(Data for this task begins)

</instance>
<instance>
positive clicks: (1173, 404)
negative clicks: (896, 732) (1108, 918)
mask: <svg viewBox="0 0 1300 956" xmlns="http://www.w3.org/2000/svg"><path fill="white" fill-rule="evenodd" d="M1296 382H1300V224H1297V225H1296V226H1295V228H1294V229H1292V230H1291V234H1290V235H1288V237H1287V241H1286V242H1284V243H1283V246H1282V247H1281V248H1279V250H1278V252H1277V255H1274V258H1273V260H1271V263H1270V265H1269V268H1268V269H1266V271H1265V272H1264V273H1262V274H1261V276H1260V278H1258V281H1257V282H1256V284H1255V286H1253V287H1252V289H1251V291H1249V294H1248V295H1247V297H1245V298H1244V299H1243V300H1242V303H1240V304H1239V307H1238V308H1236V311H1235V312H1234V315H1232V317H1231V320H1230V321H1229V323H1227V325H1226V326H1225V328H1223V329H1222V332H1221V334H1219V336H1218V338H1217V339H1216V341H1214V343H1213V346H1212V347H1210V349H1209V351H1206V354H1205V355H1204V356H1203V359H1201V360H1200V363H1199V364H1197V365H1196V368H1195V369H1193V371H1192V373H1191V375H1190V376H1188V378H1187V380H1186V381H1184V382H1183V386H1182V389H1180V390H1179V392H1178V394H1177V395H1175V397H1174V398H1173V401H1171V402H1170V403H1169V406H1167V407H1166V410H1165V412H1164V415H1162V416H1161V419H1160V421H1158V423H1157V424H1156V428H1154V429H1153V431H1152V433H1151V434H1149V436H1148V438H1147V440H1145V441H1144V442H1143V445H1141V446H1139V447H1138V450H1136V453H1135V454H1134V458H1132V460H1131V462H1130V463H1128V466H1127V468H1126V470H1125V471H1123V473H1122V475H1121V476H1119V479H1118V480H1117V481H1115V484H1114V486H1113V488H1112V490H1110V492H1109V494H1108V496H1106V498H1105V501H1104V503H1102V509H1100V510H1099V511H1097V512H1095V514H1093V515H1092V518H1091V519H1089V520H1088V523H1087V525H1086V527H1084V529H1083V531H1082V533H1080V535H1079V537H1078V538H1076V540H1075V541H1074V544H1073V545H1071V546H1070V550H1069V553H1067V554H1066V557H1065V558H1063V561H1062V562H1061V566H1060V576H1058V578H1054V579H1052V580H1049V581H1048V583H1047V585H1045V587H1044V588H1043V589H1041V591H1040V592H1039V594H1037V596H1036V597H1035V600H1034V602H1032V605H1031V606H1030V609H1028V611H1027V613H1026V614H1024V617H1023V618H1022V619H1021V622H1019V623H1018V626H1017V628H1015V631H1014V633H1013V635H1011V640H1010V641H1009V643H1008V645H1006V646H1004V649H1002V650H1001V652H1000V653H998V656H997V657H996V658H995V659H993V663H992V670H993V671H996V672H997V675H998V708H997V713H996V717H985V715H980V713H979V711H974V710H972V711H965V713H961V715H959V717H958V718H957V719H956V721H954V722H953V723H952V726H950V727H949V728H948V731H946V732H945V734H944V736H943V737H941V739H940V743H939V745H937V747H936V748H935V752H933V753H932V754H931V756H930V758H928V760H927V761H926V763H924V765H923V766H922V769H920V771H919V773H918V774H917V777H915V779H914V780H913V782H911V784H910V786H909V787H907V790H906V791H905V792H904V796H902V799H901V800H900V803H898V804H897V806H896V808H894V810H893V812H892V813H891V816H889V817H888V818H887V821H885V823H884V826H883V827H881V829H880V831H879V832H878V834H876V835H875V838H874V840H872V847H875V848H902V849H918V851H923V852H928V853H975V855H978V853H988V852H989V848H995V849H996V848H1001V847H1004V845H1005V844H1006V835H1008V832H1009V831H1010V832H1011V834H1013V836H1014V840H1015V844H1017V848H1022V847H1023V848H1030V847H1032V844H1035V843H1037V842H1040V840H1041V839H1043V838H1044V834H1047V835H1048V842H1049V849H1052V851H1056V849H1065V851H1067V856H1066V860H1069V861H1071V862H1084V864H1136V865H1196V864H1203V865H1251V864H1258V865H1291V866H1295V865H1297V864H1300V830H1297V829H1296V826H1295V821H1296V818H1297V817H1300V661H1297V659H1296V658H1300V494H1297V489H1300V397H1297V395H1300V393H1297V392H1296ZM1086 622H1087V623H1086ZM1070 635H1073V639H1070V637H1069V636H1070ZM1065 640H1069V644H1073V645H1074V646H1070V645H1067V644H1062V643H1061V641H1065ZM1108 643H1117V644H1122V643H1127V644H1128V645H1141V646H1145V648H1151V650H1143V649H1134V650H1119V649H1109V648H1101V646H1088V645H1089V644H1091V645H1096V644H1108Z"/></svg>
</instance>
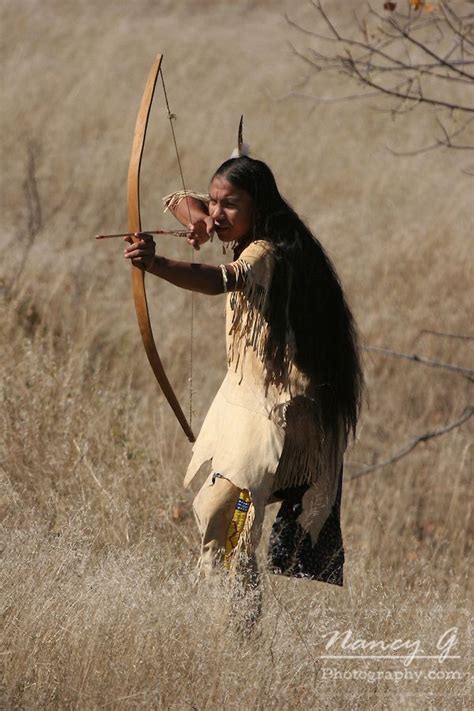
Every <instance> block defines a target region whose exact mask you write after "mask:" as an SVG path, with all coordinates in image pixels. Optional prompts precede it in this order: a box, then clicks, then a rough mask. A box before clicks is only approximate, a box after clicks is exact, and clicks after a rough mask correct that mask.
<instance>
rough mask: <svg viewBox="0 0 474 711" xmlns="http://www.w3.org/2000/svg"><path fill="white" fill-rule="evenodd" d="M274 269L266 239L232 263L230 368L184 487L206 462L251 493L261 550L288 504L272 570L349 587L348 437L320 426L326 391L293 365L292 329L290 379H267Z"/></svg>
mask: <svg viewBox="0 0 474 711" xmlns="http://www.w3.org/2000/svg"><path fill="white" fill-rule="evenodd" d="M273 265H274V258H273V254H272V246H271V244H270V243H269V242H268V241H266V240H265V239H258V240H255V241H253V242H251V244H250V245H249V246H248V247H247V248H246V249H244V250H243V252H242V253H241V255H240V257H239V258H238V259H236V260H235V261H234V262H231V264H230V266H231V268H233V269H234V271H235V273H236V276H237V286H238V289H239V290H238V291H232V292H230V293H228V294H227V296H226V299H227V301H226V346H227V374H226V376H225V378H224V381H223V383H222V385H221V387H220V388H219V391H218V392H217V395H216V396H215V398H214V401H213V403H212V405H211V407H210V409H209V411H208V413H207V416H206V418H205V420H204V423H203V425H202V428H201V431H200V433H199V436H198V438H197V440H196V443H195V445H194V447H193V455H192V459H191V461H190V464H189V467H188V470H187V473H186V477H185V482H184V483H185V486H188V485H189V484H190V483H191V481H192V480H193V478H194V476H195V475H196V474H197V472H198V471H200V470H201V469H202V468H203V467H205V466H207V467H208V468H209V470H210V471H211V472H214V473H218V474H219V476H221V477H223V478H225V479H227V480H228V481H230V482H232V484H234V485H235V486H236V487H238V488H239V489H247V490H248V491H249V492H250V496H251V499H252V503H253V517H252V523H251V526H252V532H251V540H252V541H253V545H254V546H255V545H256V544H257V542H258V540H259V538H260V532H261V526H262V522H263V517H264V512H265V506H266V504H267V503H270V502H272V501H275V500H279V501H281V502H282V503H281V507H280V510H279V513H278V514H277V517H276V519H275V522H274V524H273V528H272V532H271V536H270V543H269V551H268V561H269V566H270V568H271V569H272V570H273V572H275V573H278V574H284V575H289V576H295V577H302V578H307V579H312V580H320V581H324V582H329V583H334V584H337V585H342V581H343V564H344V551H343V545H342V536H341V528H340V504H341V487H342V462H343V454H344V450H345V446H346V442H345V440H344V441H343V440H342V438H341V441H339V442H337V443H335V442H332V441H330V439H329V438H328V437H327V435H325V434H324V433H323V432H322V431H321V428H320V426H319V424H318V418H317V416H316V411H315V407H314V398H315V397H317V394H316V395H315V394H314V393H317V389H314V388H312V387H311V386H312V383H311V381H310V379H309V378H308V377H307V376H306V375H304V374H303V373H302V372H301V371H300V370H299V369H298V368H297V367H296V365H295V363H294V362H293V358H292V355H293V352H294V342H293V337H292V334H291V330H290V329H288V330H287V338H286V341H287V344H286V346H287V348H286V352H287V364H288V367H287V372H286V377H285V378H284V382H283V383H279V384H275V383H272V382H271V383H270V384H269V385H268V384H265V380H266V379H265V363H264V345H265V337H266V335H267V333H268V328H269V326H268V323H267V320H266V313H267V300H268V295H269V287H270V284H271V278H272V272H273ZM308 308H311V305H310V304H309V305H308ZM211 476H212V475H211ZM214 481H215V480H214ZM210 482H211V479H208V481H207V483H206V484H205V486H209V485H210Z"/></svg>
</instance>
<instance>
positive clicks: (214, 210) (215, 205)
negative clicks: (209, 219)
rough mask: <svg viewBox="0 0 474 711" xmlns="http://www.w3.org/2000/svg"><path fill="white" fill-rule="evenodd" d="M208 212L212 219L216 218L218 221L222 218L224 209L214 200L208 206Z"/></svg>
mask: <svg viewBox="0 0 474 711" xmlns="http://www.w3.org/2000/svg"><path fill="white" fill-rule="evenodd" d="M209 214H210V216H211V217H212V219H213V220H217V221H218V222H219V219H220V218H222V217H223V215H224V210H223V209H222V206H221V205H220V204H219V203H218V202H216V203H214V205H213V206H212V207H211V208H210V210H209Z"/></svg>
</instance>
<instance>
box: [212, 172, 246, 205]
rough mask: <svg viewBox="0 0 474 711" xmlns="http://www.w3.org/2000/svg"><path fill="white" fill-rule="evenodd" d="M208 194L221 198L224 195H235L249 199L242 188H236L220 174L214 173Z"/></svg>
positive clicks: (236, 197)
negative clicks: (214, 174)
mask: <svg viewBox="0 0 474 711" xmlns="http://www.w3.org/2000/svg"><path fill="white" fill-rule="evenodd" d="M209 194H210V195H211V196H212V197H218V198H220V199H221V200H222V199H223V198H226V197H230V196H232V197H235V198H241V199H244V200H245V199H247V200H249V199H250V195H249V194H248V193H247V192H246V191H245V190H242V188H238V187H237V186H236V185H234V184H233V183H231V182H230V181H229V180H227V178H224V177H223V176H222V175H216V176H215V177H214V178H213V179H212V181H211V185H210V186H209Z"/></svg>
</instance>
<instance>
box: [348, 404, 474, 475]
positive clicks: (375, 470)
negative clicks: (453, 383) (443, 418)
mask: <svg viewBox="0 0 474 711" xmlns="http://www.w3.org/2000/svg"><path fill="white" fill-rule="evenodd" d="M473 415H474V405H469V406H468V407H466V409H465V410H464V412H463V413H462V415H461V417H459V418H458V419H457V420H454V422H450V423H449V424H447V425H446V426H445V427H441V428H440V429H437V430H431V431H428V432H424V433H423V434H421V435H417V436H416V437H414V438H413V439H411V440H409V442H407V444H405V445H404V446H403V447H401V448H400V449H398V450H397V451H396V452H394V454H392V456H391V457H389V458H388V459H384V460H382V461H381V462H376V463H375V464H369V465H368V466H366V467H363V468H362V469H359V470H358V471H356V472H354V473H353V474H351V475H350V476H349V479H359V478H360V477H362V476H365V475H366V474H370V472H374V471H376V470H377V469H382V468H383V467H386V466H388V465H389V464H394V463H395V462H398V460H399V459H402V457H406V456H407V454H410V452H412V451H413V450H414V449H415V447H417V446H418V445H419V444H420V443H421V442H427V441H428V440H430V439H434V438H435V437H441V435H444V434H447V433H448V432H451V431H452V430H454V429H456V428H457V427H460V426H461V425H463V424H464V423H465V422H467V421H468V420H469V419H470V418H471V417H472V416H473Z"/></svg>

(Data for this task ends)

State how many lines in the items above contain the string "positive", counting case as significant, and give only that number.

Output: 4